======== Information provided

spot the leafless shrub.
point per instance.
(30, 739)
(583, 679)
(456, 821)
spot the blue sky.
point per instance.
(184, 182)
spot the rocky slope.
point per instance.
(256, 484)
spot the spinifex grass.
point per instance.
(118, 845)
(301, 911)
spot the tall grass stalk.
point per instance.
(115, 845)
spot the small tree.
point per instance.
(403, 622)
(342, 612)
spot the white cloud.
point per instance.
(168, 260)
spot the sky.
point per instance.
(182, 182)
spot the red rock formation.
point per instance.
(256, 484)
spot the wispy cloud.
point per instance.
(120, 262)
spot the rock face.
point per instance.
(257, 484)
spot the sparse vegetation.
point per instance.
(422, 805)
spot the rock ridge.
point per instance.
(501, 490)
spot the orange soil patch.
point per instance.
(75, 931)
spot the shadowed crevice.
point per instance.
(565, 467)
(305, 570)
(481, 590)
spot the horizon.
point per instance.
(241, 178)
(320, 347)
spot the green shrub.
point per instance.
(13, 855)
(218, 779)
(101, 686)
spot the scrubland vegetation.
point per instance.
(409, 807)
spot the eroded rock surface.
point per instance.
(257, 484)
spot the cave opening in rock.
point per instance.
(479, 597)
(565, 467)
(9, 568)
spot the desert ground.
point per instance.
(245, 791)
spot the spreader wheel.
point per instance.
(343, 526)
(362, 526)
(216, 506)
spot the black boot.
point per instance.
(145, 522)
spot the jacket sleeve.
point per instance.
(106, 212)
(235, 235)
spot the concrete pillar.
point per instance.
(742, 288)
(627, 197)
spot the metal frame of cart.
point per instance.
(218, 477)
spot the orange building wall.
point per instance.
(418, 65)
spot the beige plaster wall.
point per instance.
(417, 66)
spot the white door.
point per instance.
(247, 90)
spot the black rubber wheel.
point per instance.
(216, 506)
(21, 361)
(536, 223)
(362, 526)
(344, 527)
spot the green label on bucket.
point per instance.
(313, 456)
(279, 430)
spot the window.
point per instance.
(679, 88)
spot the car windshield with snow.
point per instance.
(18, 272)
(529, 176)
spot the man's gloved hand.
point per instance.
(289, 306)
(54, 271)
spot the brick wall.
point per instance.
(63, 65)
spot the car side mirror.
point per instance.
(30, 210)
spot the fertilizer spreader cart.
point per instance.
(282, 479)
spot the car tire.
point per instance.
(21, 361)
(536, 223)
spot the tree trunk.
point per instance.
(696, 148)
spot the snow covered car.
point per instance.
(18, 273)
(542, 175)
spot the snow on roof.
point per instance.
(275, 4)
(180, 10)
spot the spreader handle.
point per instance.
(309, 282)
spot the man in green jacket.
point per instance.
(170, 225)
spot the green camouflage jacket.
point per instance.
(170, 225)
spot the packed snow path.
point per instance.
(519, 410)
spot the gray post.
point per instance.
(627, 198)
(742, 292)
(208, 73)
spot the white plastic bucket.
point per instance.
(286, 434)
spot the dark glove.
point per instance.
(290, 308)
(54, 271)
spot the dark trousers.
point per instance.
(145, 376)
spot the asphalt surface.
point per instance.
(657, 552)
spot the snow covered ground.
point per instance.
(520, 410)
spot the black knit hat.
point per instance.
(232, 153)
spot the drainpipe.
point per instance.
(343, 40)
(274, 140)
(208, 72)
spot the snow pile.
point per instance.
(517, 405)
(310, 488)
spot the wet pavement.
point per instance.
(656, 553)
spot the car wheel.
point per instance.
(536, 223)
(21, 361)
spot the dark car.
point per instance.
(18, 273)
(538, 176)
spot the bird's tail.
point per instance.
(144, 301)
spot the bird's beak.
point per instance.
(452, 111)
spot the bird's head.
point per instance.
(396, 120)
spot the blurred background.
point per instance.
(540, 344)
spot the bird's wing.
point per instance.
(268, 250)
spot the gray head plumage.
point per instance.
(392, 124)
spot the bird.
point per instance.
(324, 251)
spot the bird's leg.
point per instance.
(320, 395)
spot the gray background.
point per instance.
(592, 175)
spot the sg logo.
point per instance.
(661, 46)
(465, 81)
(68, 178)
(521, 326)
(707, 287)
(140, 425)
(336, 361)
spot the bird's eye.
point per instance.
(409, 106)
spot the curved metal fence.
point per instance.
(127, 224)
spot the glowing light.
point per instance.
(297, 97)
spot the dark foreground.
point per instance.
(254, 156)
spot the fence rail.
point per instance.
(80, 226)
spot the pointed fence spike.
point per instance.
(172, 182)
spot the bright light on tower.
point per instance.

================

## To be done:
Transcribe the records above exactly as they appear.

## Finished exercise:
spot the leafless shrub.
point per instance.
(30, 739)
(583, 679)
(456, 821)
spot the blue sky.
point per instance.
(184, 182)
spot the rocky slope.
point per instance.
(256, 484)
spot the spinifex grass.
point per instance.
(118, 845)
(301, 911)
spot the tall grass stalk.
point per instance.
(115, 845)
spot the small tree.
point per instance.
(403, 622)
(342, 612)
spot the white cloud.
point per instance.
(168, 260)
spot the sky.
point per instance.
(182, 182)
spot the red rock formation.
point per instance.
(256, 484)
spot the wispy cloud.
point per instance.
(120, 262)
spot the rock face.
point per instance.
(257, 484)
spot the sparse vegetation.
point per instance.
(422, 805)
spot the rock ridge.
point per instance.
(501, 490)
spot the orange soil patch.
point per instance.
(75, 931)
spot the shadowed crevice.
point per instance.
(565, 467)
(305, 570)
(481, 590)
spot the horizon.
point per instance.
(241, 178)
(320, 347)
spot the green shrub.
point per instance.
(13, 855)
(218, 779)
(101, 686)
spot the scrubland vegetation.
point per instance.
(409, 807)
spot the eroded rock surface.
point per instance.
(257, 484)
spot the cave opening in rock.
point per instance.
(479, 597)
(565, 467)
(9, 568)
spot the desert ground.
point per instance.
(245, 791)
spot the spreader wheel.
point per instance.
(343, 526)
(362, 526)
(216, 506)
spot the black boot.
point per instance.
(145, 522)
spot the jacket sleeve.
point per instance.
(106, 212)
(235, 235)
spot the concrete pillar.
point per instance.
(742, 288)
(627, 197)
spot the metal frame of cart.
point per instance.
(218, 477)
spot the orange building wall.
point per instance.
(418, 65)
spot the beige plaster wall.
point per instance.
(417, 66)
spot the white door.
point per instance.
(247, 90)
spot the black rubber wheel.
point per instance.
(216, 506)
(21, 361)
(536, 223)
(362, 526)
(344, 527)
spot the green label on bucket.
point per instance.
(313, 456)
(279, 430)
spot the window.
point per instance.
(679, 88)
spot the car windshield with snow.
point per instance.
(18, 272)
(529, 176)
spot the man's gloved hand.
point per instance.
(289, 306)
(54, 271)
spot the brick wall.
point per instance.
(63, 65)
spot the car side mirror.
point per instance.
(30, 210)
spot the fertilizer spreader cart.
point per instance.
(282, 479)
spot the car tire.
point per instance.
(21, 361)
(536, 223)
spot the tree trunk.
point per instance.
(696, 148)
spot the snow covered car.
point per instance.
(18, 273)
(542, 175)
spot the snow on roof.
point per instance.
(275, 4)
(180, 10)
spot the spreader handle.
point per instance.
(309, 282)
spot the man in green jacket.
point per instance.
(170, 225)
spot the green camouflage jacket.
point per instance.
(170, 225)
spot the packed snow path.
point per instance.
(519, 410)
spot the gray post.
point per instance.
(627, 198)
(742, 292)
(208, 73)
spot the white plastic bucket.
point per instance.
(286, 434)
spot the dark glove.
point per instance.
(290, 308)
(54, 271)
spot the dark trousers.
point per instance.
(145, 376)
spot the asphalt surface.
point per instance.
(657, 552)
spot the snow covered ground.
point per instance.
(520, 410)
spot the black knit hat.
point per instance.
(232, 153)
spot the drainpipe.
point per instance.
(343, 40)
(274, 140)
(208, 72)
spot the snow pile.
point per instance.
(517, 405)
(310, 488)
spot the wet pavement.
point per instance.
(656, 553)
spot the car wheel.
point per instance.
(536, 223)
(21, 361)
spot the dark car.
point per instance.
(18, 273)
(538, 176)
spot the bird's tail.
point per instance.
(144, 301)
spot the bird's beak.
point per instance.
(452, 111)
spot the bird's head.
point per instance.
(396, 120)
spot the blurred background.
point per instance.
(540, 344)
spot the bird's wing.
point per instance.
(268, 250)
spot the gray head plumage.
point per instance.
(392, 124)
spot the bird.
point per instance.
(324, 251)
spot the bird's leg.
point per instance.
(320, 395)
spot the gray background.
point per instance.
(592, 175)
spot the sg logo.
point per instance.
(661, 46)
(465, 81)
(68, 178)
(521, 326)
(707, 287)
(140, 425)
(336, 361)
spot the bird's eye.
point per instance.
(409, 106)
spot the curved metal fence.
point per instance.
(127, 224)
spot the glowing light.
point per instance.
(297, 97)
spot the dark foreground.
point per instance.
(254, 156)
spot the fence rail.
point per instance.
(80, 226)
spot the pointed fence spike.
point per instance.
(172, 182)
spot the bright light on tower.
point per instance.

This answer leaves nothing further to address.